• _Material to process_:
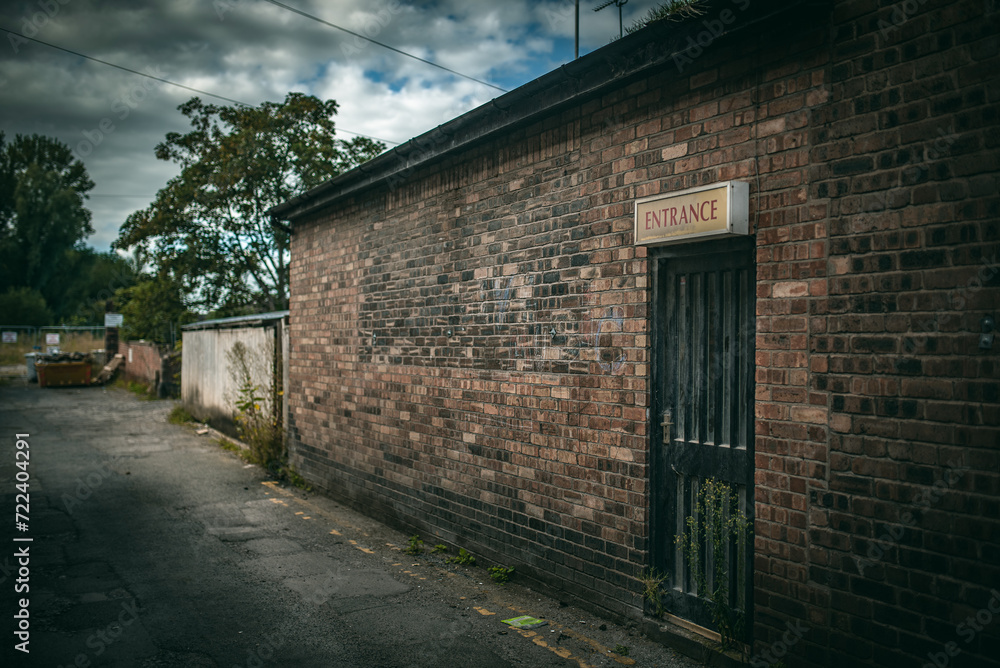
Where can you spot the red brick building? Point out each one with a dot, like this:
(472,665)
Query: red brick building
(483,351)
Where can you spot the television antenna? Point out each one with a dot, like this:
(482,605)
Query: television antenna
(618,4)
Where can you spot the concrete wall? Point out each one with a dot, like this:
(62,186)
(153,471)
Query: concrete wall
(208,386)
(147,363)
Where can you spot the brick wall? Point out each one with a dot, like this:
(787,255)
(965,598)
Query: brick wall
(470,348)
(143,364)
(895,540)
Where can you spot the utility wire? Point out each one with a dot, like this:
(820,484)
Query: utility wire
(171,83)
(383,45)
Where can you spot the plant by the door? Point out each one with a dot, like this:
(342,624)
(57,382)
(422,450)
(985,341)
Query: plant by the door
(716,524)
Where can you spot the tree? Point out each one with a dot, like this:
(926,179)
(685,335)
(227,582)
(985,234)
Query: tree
(83,282)
(150,307)
(42,213)
(24,306)
(209,226)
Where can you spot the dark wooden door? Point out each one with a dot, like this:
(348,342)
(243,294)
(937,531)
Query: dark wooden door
(703,326)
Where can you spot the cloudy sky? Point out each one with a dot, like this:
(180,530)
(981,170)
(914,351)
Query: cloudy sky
(254,50)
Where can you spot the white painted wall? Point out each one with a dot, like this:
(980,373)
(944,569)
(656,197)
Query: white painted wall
(208,385)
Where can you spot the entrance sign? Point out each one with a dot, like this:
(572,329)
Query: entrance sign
(718,210)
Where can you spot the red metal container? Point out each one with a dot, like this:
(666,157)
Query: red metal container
(58,374)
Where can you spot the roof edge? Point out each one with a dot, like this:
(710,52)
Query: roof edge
(588,75)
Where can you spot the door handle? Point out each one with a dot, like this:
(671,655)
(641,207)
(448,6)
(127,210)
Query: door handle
(667,421)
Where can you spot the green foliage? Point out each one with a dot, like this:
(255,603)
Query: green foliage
(462,559)
(209,226)
(415,547)
(24,306)
(179,415)
(154,310)
(140,390)
(257,414)
(672,10)
(716,522)
(290,475)
(652,583)
(42,213)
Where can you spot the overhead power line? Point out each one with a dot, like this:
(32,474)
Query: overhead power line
(383,45)
(166,81)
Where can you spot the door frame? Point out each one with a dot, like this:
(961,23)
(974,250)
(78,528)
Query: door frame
(661,526)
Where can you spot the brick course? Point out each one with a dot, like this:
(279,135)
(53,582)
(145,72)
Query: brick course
(470,345)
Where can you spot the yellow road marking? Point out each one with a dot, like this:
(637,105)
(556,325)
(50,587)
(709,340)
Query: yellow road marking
(316,510)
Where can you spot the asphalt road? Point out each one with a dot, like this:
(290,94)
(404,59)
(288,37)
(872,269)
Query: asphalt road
(153,546)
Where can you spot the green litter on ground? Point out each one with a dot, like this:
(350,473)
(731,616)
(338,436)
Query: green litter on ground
(525,622)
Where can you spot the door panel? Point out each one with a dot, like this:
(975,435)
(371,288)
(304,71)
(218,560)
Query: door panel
(703,376)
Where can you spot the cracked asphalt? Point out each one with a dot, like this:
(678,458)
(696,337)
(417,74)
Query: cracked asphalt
(153,546)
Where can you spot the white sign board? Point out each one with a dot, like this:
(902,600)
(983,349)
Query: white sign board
(718,210)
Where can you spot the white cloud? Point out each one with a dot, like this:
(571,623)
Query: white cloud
(251,50)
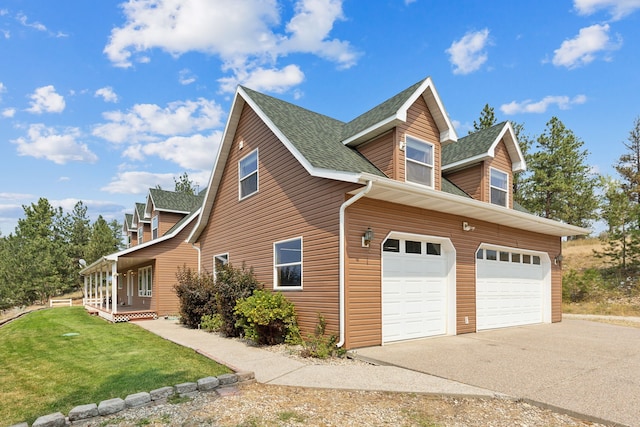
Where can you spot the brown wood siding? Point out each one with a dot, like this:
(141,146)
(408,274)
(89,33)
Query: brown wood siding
(364,281)
(165,257)
(502,162)
(469,180)
(380,152)
(420,124)
(289,204)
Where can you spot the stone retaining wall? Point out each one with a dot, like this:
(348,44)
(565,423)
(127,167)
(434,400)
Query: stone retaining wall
(115,405)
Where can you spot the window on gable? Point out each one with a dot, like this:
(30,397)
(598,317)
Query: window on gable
(419,161)
(248,175)
(287,263)
(499,186)
(218,262)
(145,281)
(154,227)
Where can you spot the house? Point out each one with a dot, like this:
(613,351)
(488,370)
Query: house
(389,225)
(145,272)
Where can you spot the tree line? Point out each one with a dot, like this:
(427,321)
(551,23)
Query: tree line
(41,258)
(560,184)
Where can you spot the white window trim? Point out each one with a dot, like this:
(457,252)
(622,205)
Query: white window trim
(154,226)
(145,290)
(219,256)
(275,266)
(257,172)
(407,159)
(491,186)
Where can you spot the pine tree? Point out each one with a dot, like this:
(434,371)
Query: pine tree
(561,185)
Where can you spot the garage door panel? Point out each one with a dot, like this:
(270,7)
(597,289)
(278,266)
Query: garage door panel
(508,294)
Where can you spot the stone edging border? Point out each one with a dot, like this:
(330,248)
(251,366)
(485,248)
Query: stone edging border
(115,405)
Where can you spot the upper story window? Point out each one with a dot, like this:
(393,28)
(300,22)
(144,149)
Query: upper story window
(248,175)
(499,187)
(419,162)
(154,227)
(287,264)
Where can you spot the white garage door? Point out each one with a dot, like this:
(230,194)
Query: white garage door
(414,289)
(512,288)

• _Goal_:
Please quote nothing but the lines from the line with "Where can you spot the pine" through the end of the data above, exactly as written, ends included.

• _Exercise solution_:
Where can you spot the pine tree? Point out each one with a dot, like this:
(434,371)
Query: pine tree
(561,185)
Where can you spot the garage door panel? Point out each one with a dot, like this:
(270,7)
(597,289)
(278,266)
Query: garage door panel
(508,294)
Where can you spot the stone edging border? Point out each one with a dot, like this:
(330,248)
(251,366)
(485,248)
Query: stone edging border
(115,405)
Where can you spot the upper story window? Point out each one with a dot, like this:
(393,28)
(300,22)
(144,149)
Query: upper story window
(248,175)
(499,187)
(419,162)
(154,227)
(287,264)
Where can you spot the white garage door? Point out each one with a dot, like this:
(230,194)
Query: white garage door
(414,289)
(512,288)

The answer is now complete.